**STATED TASK**
Recast the listing from its start through the line containing "(108, 70), (173, 140)" as a numbered list, omitting blank lines.

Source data
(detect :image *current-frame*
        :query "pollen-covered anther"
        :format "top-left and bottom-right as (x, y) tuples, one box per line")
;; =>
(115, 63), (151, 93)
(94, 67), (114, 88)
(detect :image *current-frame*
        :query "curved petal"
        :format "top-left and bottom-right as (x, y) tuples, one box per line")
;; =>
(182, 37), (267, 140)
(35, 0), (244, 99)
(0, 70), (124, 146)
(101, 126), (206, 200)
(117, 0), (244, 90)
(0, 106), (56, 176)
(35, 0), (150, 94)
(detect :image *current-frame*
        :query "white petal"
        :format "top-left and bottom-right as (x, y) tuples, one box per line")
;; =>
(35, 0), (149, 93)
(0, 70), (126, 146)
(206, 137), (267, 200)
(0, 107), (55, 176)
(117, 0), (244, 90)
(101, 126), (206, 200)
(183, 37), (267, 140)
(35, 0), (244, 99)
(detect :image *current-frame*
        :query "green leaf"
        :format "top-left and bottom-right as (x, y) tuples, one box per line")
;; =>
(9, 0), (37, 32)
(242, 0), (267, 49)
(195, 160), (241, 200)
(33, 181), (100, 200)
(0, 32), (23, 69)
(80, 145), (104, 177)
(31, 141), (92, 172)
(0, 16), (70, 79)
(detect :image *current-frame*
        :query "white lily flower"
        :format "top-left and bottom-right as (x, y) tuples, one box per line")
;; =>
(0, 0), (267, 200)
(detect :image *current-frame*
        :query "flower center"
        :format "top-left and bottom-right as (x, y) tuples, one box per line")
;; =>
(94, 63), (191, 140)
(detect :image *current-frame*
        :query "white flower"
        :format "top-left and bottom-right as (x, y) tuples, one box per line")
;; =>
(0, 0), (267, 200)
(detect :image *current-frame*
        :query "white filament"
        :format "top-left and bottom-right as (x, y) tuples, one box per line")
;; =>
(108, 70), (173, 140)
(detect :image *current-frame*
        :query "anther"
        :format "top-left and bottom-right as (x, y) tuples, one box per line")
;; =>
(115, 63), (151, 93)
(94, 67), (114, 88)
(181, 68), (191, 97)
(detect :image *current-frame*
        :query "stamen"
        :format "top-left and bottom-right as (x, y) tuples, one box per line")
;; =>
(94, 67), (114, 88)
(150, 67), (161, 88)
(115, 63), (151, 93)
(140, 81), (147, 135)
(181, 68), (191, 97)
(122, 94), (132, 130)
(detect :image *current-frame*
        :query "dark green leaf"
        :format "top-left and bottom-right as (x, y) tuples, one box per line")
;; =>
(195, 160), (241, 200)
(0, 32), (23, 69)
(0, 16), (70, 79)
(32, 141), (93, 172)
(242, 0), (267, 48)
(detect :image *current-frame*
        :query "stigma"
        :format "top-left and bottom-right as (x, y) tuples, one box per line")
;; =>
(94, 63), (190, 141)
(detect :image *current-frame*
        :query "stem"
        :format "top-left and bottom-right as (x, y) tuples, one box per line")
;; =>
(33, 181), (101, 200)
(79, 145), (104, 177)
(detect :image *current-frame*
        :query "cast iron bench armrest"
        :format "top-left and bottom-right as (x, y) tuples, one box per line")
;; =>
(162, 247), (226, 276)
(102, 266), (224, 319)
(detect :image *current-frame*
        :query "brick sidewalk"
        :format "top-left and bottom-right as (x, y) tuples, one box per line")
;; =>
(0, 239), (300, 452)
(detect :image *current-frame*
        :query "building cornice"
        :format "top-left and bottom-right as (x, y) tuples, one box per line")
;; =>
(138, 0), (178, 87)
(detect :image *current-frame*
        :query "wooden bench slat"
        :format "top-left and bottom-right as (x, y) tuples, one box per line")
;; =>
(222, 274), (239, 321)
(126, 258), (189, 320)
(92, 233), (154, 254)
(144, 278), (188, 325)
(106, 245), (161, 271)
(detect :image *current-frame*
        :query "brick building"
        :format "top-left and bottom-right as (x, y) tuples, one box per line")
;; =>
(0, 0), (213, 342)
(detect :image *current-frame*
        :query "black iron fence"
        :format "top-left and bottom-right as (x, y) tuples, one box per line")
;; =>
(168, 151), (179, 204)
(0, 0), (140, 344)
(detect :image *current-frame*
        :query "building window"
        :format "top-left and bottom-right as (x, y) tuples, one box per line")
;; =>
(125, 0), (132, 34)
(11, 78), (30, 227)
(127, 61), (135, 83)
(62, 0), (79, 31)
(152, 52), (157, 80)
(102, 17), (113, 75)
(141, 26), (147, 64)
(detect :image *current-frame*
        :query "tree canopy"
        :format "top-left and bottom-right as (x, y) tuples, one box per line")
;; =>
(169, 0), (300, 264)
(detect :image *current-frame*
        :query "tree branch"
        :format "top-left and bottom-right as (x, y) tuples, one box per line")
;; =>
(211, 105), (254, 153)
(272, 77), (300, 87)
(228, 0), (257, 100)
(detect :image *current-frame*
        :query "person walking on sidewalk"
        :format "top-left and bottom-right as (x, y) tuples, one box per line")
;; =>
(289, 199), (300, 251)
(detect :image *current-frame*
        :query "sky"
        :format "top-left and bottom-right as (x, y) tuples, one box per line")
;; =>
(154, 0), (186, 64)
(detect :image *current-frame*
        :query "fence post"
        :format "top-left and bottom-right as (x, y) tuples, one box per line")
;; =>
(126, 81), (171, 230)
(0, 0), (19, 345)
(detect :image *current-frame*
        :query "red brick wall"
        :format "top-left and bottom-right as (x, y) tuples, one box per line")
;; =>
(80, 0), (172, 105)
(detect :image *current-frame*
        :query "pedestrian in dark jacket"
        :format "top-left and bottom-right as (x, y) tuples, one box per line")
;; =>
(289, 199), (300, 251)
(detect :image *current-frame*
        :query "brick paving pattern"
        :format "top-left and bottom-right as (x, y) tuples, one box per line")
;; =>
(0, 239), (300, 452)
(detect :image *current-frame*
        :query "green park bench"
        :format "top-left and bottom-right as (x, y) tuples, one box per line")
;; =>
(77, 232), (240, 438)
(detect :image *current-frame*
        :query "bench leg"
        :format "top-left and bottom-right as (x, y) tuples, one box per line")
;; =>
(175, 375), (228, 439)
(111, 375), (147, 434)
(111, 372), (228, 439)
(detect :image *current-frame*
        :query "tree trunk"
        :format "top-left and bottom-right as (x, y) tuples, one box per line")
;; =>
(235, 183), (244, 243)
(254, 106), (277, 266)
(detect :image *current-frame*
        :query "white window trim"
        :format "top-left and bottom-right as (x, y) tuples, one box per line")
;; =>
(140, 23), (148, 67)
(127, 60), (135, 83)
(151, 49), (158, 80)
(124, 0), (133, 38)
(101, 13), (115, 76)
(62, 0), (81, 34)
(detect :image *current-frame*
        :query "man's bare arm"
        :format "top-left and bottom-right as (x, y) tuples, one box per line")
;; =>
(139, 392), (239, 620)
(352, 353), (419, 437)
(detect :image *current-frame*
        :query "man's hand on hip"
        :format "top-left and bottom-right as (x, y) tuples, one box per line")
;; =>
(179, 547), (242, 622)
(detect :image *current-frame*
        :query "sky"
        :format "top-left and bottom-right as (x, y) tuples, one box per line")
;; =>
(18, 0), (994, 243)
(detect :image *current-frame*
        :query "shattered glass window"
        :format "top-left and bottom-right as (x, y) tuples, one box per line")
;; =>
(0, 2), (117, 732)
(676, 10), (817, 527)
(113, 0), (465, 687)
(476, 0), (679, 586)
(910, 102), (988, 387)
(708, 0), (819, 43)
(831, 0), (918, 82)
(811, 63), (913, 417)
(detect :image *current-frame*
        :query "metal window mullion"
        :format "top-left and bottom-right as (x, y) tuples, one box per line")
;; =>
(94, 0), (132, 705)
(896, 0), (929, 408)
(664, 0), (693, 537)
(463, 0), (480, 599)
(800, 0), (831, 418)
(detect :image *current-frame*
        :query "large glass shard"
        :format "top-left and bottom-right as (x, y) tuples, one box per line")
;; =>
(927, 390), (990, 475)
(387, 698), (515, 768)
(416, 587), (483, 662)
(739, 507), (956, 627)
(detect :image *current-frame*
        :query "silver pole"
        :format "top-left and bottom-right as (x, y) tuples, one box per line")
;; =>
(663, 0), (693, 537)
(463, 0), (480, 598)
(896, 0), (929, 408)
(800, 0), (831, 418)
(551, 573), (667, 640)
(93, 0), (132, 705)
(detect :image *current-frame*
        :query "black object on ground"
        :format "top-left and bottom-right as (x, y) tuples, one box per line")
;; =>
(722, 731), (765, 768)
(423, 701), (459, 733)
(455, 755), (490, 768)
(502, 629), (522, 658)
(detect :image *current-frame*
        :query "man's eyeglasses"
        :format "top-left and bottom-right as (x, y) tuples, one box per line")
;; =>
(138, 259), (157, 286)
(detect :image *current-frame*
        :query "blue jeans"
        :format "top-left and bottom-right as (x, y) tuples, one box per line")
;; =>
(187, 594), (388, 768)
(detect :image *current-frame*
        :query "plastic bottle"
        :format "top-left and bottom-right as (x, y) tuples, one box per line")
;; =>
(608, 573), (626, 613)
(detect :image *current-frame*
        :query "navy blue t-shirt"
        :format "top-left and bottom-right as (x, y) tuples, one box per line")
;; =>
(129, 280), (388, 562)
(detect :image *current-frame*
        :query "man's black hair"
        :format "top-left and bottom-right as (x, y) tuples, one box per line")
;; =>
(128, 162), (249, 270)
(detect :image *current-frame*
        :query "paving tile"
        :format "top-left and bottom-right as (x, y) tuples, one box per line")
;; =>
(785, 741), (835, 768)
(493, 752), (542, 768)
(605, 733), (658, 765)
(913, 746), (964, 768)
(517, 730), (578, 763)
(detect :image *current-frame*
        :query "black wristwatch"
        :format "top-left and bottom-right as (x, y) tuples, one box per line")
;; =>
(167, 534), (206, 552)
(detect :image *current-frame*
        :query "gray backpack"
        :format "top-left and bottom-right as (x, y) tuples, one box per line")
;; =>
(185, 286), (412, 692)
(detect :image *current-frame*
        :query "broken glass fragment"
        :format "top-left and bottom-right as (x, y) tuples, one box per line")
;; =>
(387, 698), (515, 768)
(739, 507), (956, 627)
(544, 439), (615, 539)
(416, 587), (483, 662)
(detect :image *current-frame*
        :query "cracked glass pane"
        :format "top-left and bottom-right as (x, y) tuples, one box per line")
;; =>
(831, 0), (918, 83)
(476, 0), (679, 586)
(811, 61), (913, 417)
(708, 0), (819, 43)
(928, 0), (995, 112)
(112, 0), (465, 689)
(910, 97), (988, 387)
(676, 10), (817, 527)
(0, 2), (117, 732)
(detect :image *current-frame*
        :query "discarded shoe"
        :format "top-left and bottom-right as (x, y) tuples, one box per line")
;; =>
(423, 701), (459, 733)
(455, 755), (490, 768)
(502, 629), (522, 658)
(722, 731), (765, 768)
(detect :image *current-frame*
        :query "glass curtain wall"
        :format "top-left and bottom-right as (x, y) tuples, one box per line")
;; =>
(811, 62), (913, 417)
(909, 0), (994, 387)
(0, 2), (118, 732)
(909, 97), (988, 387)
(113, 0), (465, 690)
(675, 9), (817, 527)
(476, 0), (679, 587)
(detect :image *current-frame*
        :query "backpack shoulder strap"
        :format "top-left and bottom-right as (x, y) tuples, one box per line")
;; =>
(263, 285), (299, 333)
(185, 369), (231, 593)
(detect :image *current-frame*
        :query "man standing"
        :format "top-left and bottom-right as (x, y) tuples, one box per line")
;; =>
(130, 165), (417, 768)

**RESULT**
1. (detect :image *current-frame*
2.         :query "pollen-covered anther"
3.         :format "top-left and bottom-right as (x, y) tuples, one box per line")
4. ;; =>
5. (115, 63), (151, 93)
6. (94, 67), (114, 88)
7. (detect :image *current-frame*
8.         :query "curved petal"
9.         :format "top-left and bottom-right as (x, y) tuples, one box per line")
10. ;; =>
11. (182, 37), (267, 140)
12. (35, 0), (244, 99)
13. (0, 70), (124, 146)
14. (101, 126), (206, 200)
15. (117, 0), (244, 90)
16. (0, 106), (56, 176)
17. (35, 0), (150, 94)
18. (detect :image *current-frame*
19.         :query "white petal"
20.         :format "top-left and bottom-right as (x, y) tuples, one box per line")
21. ;; =>
22. (35, 0), (149, 93)
23. (0, 70), (126, 146)
24. (206, 137), (267, 200)
25. (0, 107), (55, 176)
26. (117, 0), (244, 90)
27. (101, 126), (206, 200)
28. (183, 37), (267, 140)
29. (35, 0), (244, 99)
30. (detect :image *current-frame*
31.         :query "green leaf"
32.         :format "top-left and bottom-right as (x, y) tuples, one box per line")
33. ;; =>
34. (9, 0), (37, 32)
35. (242, 0), (267, 49)
36. (195, 160), (241, 200)
37. (33, 181), (100, 200)
38. (0, 32), (23, 69)
39. (80, 145), (104, 177)
40. (31, 141), (92, 172)
41. (0, 16), (70, 79)
42. (detect :image *current-frame*
43.         :query "white lily flower"
44.         :format "top-left and bottom-right as (x, y) tuples, one box per line")
45. ;; =>
46. (0, 0), (267, 200)
47. (detect :image *current-frame*
48.         :query "flower center"
49.         :format "top-left and bottom-right as (x, y) tuples, one box per line")
50. ;; =>
51. (94, 63), (191, 140)
52. (detect :image *current-frame*
53.         :query "white flower"
54.         :format "top-left and bottom-right as (x, y) tuples, one box per line")
55. ;; =>
56. (0, 0), (267, 200)
57. (detect :image *current-frame*
58.         :query "white filament"
59.         :format "top-left and bottom-right as (x, y) tuples, one box per line")
60. ;; =>
61. (108, 70), (173, 140)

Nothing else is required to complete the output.